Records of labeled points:
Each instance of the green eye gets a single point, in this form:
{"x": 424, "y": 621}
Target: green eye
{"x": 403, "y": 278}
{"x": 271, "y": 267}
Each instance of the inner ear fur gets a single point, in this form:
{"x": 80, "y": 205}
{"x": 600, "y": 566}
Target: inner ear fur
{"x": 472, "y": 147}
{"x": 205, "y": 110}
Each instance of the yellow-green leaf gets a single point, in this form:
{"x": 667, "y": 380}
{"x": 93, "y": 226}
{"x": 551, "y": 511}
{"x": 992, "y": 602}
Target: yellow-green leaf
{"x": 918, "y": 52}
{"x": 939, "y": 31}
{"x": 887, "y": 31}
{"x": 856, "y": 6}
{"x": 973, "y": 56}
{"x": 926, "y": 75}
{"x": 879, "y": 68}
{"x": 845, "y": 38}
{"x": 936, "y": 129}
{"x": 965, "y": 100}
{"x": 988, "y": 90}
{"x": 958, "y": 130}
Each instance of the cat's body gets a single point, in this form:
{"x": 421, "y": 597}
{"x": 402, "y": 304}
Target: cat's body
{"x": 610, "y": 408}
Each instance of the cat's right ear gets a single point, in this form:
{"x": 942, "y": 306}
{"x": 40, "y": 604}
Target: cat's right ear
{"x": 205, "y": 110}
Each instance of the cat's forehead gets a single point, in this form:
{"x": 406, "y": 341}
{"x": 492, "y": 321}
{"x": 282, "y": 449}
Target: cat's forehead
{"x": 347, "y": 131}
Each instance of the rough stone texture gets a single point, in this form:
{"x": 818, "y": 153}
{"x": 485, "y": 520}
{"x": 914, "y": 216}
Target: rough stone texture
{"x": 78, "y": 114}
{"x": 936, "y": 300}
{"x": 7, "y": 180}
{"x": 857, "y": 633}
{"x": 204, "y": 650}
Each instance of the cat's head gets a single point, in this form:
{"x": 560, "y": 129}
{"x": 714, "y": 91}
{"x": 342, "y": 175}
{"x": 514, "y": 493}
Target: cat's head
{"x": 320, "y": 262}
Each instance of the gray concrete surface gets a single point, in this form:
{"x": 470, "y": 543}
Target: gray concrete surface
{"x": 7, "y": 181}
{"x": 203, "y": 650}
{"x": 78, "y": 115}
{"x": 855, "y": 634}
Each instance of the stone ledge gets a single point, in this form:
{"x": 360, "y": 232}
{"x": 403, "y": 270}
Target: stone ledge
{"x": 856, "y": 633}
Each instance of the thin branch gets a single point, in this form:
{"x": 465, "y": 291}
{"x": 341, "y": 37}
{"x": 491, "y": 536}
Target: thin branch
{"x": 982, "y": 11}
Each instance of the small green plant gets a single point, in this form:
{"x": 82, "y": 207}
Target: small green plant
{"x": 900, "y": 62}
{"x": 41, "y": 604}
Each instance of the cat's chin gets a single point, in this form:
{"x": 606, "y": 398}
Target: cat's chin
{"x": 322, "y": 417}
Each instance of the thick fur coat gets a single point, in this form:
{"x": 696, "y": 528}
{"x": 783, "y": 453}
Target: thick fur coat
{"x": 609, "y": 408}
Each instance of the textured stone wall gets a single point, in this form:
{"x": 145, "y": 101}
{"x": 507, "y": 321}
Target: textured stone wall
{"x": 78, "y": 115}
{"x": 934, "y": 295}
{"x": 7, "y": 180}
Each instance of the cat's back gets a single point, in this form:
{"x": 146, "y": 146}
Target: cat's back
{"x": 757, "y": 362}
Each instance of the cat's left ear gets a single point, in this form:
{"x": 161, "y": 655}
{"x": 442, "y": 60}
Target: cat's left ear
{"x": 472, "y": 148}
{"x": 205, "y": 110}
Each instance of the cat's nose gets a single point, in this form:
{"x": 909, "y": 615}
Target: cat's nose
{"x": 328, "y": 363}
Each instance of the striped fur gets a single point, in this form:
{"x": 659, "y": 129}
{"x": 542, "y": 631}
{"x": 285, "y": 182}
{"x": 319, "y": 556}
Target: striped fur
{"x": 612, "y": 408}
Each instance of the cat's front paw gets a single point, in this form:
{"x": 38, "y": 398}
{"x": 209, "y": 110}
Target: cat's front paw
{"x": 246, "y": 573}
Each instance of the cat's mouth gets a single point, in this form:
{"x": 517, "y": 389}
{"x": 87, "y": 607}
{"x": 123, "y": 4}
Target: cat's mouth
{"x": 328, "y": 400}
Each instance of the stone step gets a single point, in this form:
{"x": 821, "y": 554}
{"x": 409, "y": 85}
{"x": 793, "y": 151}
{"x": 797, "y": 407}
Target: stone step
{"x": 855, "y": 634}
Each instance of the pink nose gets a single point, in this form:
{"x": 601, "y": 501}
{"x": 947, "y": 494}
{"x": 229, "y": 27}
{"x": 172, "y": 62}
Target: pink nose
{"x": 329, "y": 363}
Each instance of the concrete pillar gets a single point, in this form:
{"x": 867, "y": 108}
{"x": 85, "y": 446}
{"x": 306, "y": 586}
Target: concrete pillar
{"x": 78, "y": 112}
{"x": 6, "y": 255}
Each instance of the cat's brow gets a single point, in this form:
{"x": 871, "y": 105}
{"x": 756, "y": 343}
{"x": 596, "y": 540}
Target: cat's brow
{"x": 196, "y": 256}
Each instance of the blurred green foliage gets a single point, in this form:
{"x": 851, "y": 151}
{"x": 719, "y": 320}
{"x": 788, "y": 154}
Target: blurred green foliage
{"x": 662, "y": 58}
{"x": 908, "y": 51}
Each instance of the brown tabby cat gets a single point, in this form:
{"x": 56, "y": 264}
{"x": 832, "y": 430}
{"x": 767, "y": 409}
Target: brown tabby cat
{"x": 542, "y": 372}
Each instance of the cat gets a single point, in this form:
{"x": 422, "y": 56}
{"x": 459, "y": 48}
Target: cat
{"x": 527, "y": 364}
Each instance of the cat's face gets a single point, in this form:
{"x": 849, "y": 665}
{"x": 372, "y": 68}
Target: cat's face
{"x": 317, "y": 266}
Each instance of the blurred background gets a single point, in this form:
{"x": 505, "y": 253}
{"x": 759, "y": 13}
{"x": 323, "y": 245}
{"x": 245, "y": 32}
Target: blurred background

Exercise brief:
Revise the items above by replacing every occurrence of "gets a single point" with "receives one point", keeping all other text the same.

In response:
Each instance of the green eye receives one point, in this form:
{"x": 424, "y": 621}
Target: green eye
{"x": 403, "y": 278}
{"x": 271, "y": 267}
Each instance of the inner ear fur receives one point, in this form:
{"x": 80, "y": 205}
{"x": 600, "y": 566}
Target: inner ear fur
{"x": 472, "y": 147}
{"x": 205, "y": 110}
Each instance of the yellow-green leaf receives one point, in this form:
{"x": 667, "y": 380}
{"x": 93, "y": 226}
{"x": 551, "y": 511}
{"x": 992, "y": 602}
Target: yellow-green leaf
{"x": 918, "y": 52}
{"x": 939, "y": 31}
{"x": 887, "y": 31}
{"x": 856, "y": 6}
{"x": 973, "y": 56}
{"x": 926, "y": 75}
{"x": 879, "y": 68}
{"x": 845, "y": 38}
{"x": 936, "y": 129}
{"x": 965, "y": 100}
{"x": 988, "y": 90}
{"x": 958, "y": 130}
Each instance of the cat's body receives one point, in this form:
{"x": 421, "y": 597}
{"x": 402, "y": 304}
Target: cat's body
{"x": 610, "y": 408}
Each instance of the cat's right ear receives one point, in this form:
{"x": 942, "y": 306}
{"x": 40, "y": 604}
Target: cat's right ear
{"x": 205, "y": 110}
Each instance of the cat's forehead receives one point, in this form:
{"x": 406, "y": 341}
{"x": 492, "y": 321}
{"x": 282, "y": 449}
Target: cat's forehead
{"x": 347, "y": 131}
Each instance of the rough stone texture receives one point, in this form:
{"x": 818, "y": 153}
{"x": 485, "y": 520}
{"x": 914, "y": 216}
Target: rough stone texture
{"x": 78, "y": 114}
{"x": 936, "y": 300}
{"x": 7, "y": 180}
{"x": 857, "y": 633}
{"x": 204, "y": 650}
Each instance of the cat's head receives one point, in this form:
{"x": 560, "y": 129}
{"x": 714, "y": 91}
{"x": 342, "y": 175}
{"x": 514, "y": 493}
Target: cat's head
{"x": 320, "y": 262}
Each instance of the gray concrete surface receives one point, in this form:
{"x": 470, "y": 543}
Target: gray concrete surface
{"x": 7, "y": 181}
{"x": 203, "y": 650}
{"x": 78, "y": 115}
{"x": 855, "y": 634}
Each instance of the stone ledge receives one point, in this form:
{"x": 360, "y": 232}
{"x": 403, "y": 270}
Target: stone ledge
{"x": 856, "y": 633}
Each instance of the thin branch receives one point, in this form:
{"x": 465, "y": 291}
{"x": 341, "y": 37}
{"x": 491, "y": 536}
Target: thin branch
{"x": 982, "y": 11}
Each instance of the small green plant receives one point, in this form:
{"x": 82, "y": 207}
Target: small green plant
{"x": 900, "y": 62}
{"x": 41, "y": 604}
Each instance of the cat's chin receives one point, in this form:
{"x": 606, "y": 398}
Target: cat's chin
{"x": 322, "y": 417}
Each instance of the thick fur coat receives one point, in this form:
{"x": 696, "y": 528}
{"x": 783, "y": 453}
Target: thick fur coat
{"x": 609, "y": 408}
Each instance of the textured stone wall receives one point, in this form:
{"x": 145, "y": 101}
{"x": 507, "y": 321}
Target: textured stone wall
{"x": 78, "y": 115}
{"x": 934, "y": 295}
{"x": 7, "y": 180}
Each instance of the cat's back receives one point, in this form:
{"x": 146, "y": 146}
Target: cat's back
{"x": 757, "y": 362}
Each instance of the cat's left ear receives one point, in this form:
{"x": 161, "y": 655}
{"x": 442, "y": 60}
Target: cat's left ear
{"x": 472, "y": 148}
{"x": 205, "y": 110}
Each instance of the cat's nose receives one point, in this form:
{"x": 909, "y": 615}
Target: cat's nose
{"x": 328, "y": 363}
Each instance of the striped fur receives one point, in this form:
{"x": 659, "y": 129}
{"x": 542, "y": 631}
{"x": 285, "y": 182}
{"x": 319, "y": 556}
Target: striped fur
{"x": 612, "y": 408}
Each instance of the cat's front paw receives one point, in this form:
{"x": 38, "y": 398}
{"x": 209, "y": 110}
Target: cat's front paw
{"x": 246, "y": 573}
Each instance of the cat's mouth receives one point, in this form:
{"x": 517, "y": 389}
{"x": 87, "y": 607}
{"x": 123, "y": 4}
Target: cat's mouth
{"x": 328, "y": 400}
Each instance of the stone step receives one point, in this form:
{"x": 821, "y": 554}
{"x": 409, "y": 85}
{"x": 793, "y": 151}
{"x": 797, "y": 407}
Target: stone step
{"x": 855, "y": 634}
Each instance of the pink nose receives one point, in this form:
{"x": 601, "y": 501}
{"x": 947, "y": 494}
{"x": 229, "y": 27}
{"x": 172, "y": 62}
Target: pink nose
{"x": 329, "y": 363}
Each instance of the concrete pillar receives one point, in this form:
{"x": 867, "y": 108}
{"x": 85, "y": 446}
{"x": 306, "y": 586}
Target: concrete pillar
{"x": 78, "y": 112}
{"x": 6, "y": 255}
Each instance of the cat's brow receives one point, in this form:
{"x": 871, "y": 105}
{"x": 756, "y": 343}
{"x": 596, "y": 540}
Target: cat's brow
{"x": 196, "y": 256}
Each instance of the blurred green foliage receives one point, in this form:
{"x": 851, "y": 151}
{"x": 719, "y": 320}
{"x": 788, "y": 154}
Target: blurred green foliage
{"x": 662, "y": 58}
{"x": 908, "y": 51}
Each instance of the brown tabby cat receives one point, in this form:
{"x": 56, "y": 264}
{"x": 832, "y": 430}
{"x": 767, "y": 409}
Target: brown tabby cat
{"x": 542, "y": 372}
Each instance of the cat receives one point, in this form:
{"x": 422, "y": 56}
{"x": 459, "y": 48}
Target: cat
{"x": 527, "y": 364}
Each instance of the cat's face receives one point, in this form:
{"x": 849, "y": 665}
{"x": 372, "y": 68}
Target: cat's face
{"x": 317, "y": 266}
Each instance of the blurred background receives one point, in this form:
{"x": 505, "y": 253}
{"x": 759, "y": 13}
{"x": 323, "y": 245}
{"x": 245, "y": 32}
Target: blurred background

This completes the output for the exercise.